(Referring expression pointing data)
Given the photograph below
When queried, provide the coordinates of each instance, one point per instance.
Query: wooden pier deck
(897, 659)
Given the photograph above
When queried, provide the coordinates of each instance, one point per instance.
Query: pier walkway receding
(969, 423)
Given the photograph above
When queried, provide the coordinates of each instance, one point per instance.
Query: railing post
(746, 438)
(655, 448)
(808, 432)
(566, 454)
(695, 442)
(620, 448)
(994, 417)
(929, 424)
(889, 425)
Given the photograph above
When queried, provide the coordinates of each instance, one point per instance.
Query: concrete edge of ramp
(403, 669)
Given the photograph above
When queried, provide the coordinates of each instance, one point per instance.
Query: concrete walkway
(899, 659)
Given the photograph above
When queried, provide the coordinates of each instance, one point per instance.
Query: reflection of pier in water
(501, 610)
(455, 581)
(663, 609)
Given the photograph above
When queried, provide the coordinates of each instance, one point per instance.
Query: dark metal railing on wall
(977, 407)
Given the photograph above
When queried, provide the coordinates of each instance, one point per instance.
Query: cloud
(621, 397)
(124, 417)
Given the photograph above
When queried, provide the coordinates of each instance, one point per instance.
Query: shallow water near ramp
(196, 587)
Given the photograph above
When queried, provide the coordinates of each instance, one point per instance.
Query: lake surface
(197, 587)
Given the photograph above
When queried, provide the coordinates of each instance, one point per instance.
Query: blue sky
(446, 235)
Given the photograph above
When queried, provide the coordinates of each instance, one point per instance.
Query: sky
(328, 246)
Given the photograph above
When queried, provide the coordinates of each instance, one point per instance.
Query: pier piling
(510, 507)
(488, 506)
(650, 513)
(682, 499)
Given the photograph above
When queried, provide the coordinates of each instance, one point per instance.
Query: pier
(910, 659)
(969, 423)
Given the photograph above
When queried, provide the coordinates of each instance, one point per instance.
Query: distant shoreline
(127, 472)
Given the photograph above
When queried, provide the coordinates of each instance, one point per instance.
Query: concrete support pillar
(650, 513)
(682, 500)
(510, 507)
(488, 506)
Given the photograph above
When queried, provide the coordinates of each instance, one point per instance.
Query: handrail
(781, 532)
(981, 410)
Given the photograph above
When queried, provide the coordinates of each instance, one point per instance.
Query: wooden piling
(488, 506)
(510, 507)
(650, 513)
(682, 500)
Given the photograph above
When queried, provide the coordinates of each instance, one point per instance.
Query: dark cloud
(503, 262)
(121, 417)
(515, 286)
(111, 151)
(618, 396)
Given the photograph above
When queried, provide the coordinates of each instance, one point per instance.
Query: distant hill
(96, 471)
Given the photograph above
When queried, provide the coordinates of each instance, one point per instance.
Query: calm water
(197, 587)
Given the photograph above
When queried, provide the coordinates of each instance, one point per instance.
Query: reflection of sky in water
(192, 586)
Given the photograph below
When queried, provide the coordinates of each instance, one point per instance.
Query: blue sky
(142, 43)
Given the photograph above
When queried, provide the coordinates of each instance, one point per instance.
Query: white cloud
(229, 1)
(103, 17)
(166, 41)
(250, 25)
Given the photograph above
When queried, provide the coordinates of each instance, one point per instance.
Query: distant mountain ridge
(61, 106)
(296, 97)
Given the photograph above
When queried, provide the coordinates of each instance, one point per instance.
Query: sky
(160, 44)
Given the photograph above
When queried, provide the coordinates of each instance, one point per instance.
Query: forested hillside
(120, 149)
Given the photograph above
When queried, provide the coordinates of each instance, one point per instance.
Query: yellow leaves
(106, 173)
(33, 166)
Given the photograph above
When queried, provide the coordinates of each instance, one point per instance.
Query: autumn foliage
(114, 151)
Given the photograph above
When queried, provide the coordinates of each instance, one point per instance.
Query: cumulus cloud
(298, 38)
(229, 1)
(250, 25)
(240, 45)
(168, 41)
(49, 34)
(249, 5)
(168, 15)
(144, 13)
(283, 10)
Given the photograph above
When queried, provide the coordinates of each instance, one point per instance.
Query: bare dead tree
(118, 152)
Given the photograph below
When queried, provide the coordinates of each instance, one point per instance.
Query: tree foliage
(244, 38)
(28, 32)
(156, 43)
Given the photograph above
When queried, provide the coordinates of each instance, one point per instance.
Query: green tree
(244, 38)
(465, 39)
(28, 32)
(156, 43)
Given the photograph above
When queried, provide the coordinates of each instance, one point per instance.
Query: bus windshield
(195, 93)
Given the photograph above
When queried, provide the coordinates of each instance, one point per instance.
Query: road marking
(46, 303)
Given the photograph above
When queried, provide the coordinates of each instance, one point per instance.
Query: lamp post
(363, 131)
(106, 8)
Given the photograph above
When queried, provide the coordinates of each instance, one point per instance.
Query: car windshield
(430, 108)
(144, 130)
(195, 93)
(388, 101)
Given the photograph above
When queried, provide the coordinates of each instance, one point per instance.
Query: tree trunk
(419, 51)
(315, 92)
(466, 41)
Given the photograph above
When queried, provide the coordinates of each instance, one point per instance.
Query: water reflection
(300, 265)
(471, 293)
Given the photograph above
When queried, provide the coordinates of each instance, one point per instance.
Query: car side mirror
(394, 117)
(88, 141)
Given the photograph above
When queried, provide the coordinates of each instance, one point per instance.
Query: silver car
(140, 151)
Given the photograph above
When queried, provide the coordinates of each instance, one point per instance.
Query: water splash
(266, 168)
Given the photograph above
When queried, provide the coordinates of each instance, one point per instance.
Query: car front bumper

About this exercise ->
Transcribe every line of the records, keeping each one exact.

The answer ->
Given the photograph below
When queried, provide the coordinates of each instance, one point per instance.
Query: wooden pier deck
(897, 659)
Given the photograph above
When queried, provide the coordinates of each instance, one point per instance.
Query: pier walkway receding
(969, 423)
Given the photograph above
When queried, provide the coordinates of each instance, one point per instance.
Query: railing post
(746, 438)
(655, 448)
(808, 432)
(566, 454)
(695, 442)
(620, 448)
(994, 417)
(929, 424)
(889, 425)
Given the photograph above
When queried, provide the coordinates of each instance, one point per instance.
Query: concrete edge of ramp
(403, 669)
Given the photograph above
When queried, provide the coordinates of each instance, one point per instance.
Query: concrete walkway
(899, 659)
Given the photograph above
When queried, provide the coordinates of each instance, one point per instance.
Query: reflection of pier in water
(501, 610)
(455, 581)
(663, 609)
Given the photograph above
When queried, provide the coordinates of each instance, one point per instance.
Query: dark metal railing on wall
(977, 407)
Given the photograph above
When queried, provide the coordinates of each instance, one point per instance.
Query: cloud
(621, 397)
(124, 417)
Given the photograph above
When queried, provide the coordinates of each instance, one point per instance.
Query: shallow water near ramp
(196, 587)
Given the photograph above
When queried, provide the coordinates of each instance, one point per instance.
Query: lake surface
(197, 587)
Given the photograph above
When queried, provide the coordinates of each instance, one point per instance.
Query: blue sky
(446, 235)
Given the photograph above
When queried, provide the coordinates of each instance, one point per instance.
Query: sky
(328, 246)
Given the photograph above
When queried, provide the coordinates of each instance, one point per instance.
Query: pier piling
(510, 507)
(488, 506)
(650, 513)
(682, 499)
Given the photograph above
When queried, provide the coordinates of each instance, one point per instance.
Query: pier
(910, 659)
(969, 423)
Given the photograph above
When queried, provide the coordinates of each instance, one point per instance.
Query: distant shoreline
(127, 472)
Given the photograph above
When queried, provide the coordinates of each instance, one point per instance.
Query: concrete support pillar
(650, 513)
(682, 500)
(510, 507)
(488, 506)
Given the photograph above
When queried, provide the coordinates of each instance, one point per instance.
Query: handrail
(781, 532)
(981, 410)
Given the photograph above
When queried, provide the coordinates of each instance, one point per instance.
Query: wooden piling
(488, 506)
(510, 507)
(650, 513)
(682, 500)
Given the photograph above
When queried, provide the coordinates of each instance, one point per instance.
Query: dark cloud
(503, 262)
(121, 417)
(515, 286)
(111, 151)
(618, 396)
Given the photograph above
When queried, provide the coordinates of each instance, one point per instance.
Query: distant hill
(96, 471)
Given the photograph above
When queried, provide the coordinates of each instance, one point per instance.
Query: calm water
(197, 587)
Given the photograph above
When queried, provide the coordinates of each instance, one point per instance.
Query: reflection of sky in water
(192, 586)
Given the photograph below
When queried, provide the coordinates of each instance, one point per instance.
Query: blue sky
(142, 43)
Given the photograph above
When queried, provide the coordinates of each instance, one point per instance.
Query: white cloud
(229, 1)
(103, 17)
(166, 41)
(250, 25)
Given the photograph above
When queried, provide the coordinates of each instance, one point per instance.
Query: distant mountain ridge
(61, 106)
(296, 97)
Given the photograph above
When queried, provide the coordinates of each instance, one point per instance.
Query: sky
(160, 44)
Given the photograph above
When queried, provide the coordinates of each instance, one point per instance.
Query: forested hillside
(120, 149)
Given the photograph above
When queried, provide the coordinates of each instance, one point per instance.
Query: yellow leaves
(106, 173)
(33, 166)
Given the photograph above
When queried, provide the coordinates of each instance, one point per instance.
Query: autumn foliage
(114, 151)
Given the photograph above
When queried, provide the coordinates of each instance, one point per instance.
Query: cumulus cloud
(298, 38)
(229, 1)
(250, 25)
(240, 45)
(168, 41)
(49, 34)
(249, 5)
(168, 15)
(144, 13)
(283, 10)
Given the photograph above
When queried, provide the coordinates of each instance, one point per instance.
Query: bare dead tree
(118, 152)
Given the photograph below
When queried, provide the coordinates of each instance, one point per instance.
Query: tree foliage
(244, 38)
(28, 32)
(156, 43)
Given the photograph above
When queried, provide the coordinates of each instance, one point per instance.
Query: green tree
(244, 38)
(465, 39)
(28, 32)
(156, 43)
Given the photograph above
When queried, provide the coordinates of each instance, one point per instance.
Query: bus windshield
(195, 93)
Given the photograph above
When queried, provide the coordinates of each instance, one point per instance.
Query: road marking
(46, 303)
Given the photograph above
When queried, provide the coordinates of each instance, one point per instance.
Query: lamp post
(363, 131)
(106, 8)
Given the photograph above
When queried, provide the coordinates of each instance, one point per instance.
Query: car windshield
(430, 108)
(144, 130)
(195, 93)
(388, 101)
Given the photograph above
When queried, provide the coordinates of each instance, one point per instance.
Query: tree trunk
(419, 51)
(315, 92)
(466, 41)
Given the photograph above
When queried, provide the coordinates of each instance, one point per instance.
Query: water reflection
(300, 265)
(471, 293)
Given the photograph above
When queried, provide the coordinates of each instance, one point per instance.
Query: car side mirror
(394, 117)
(88, 141)
Given the photograph above
When queried, provide the coordinates of each instance, one point per instance.
Query: silver car
(140, 151)
Given the photograph above
When queried, provide the coordinates of each instance, one point per instance.
Query: water splash
(266, 168)
Given the photograph above
When queried, provide the coordinates of each instance, one point per instance.
Query: car front bumper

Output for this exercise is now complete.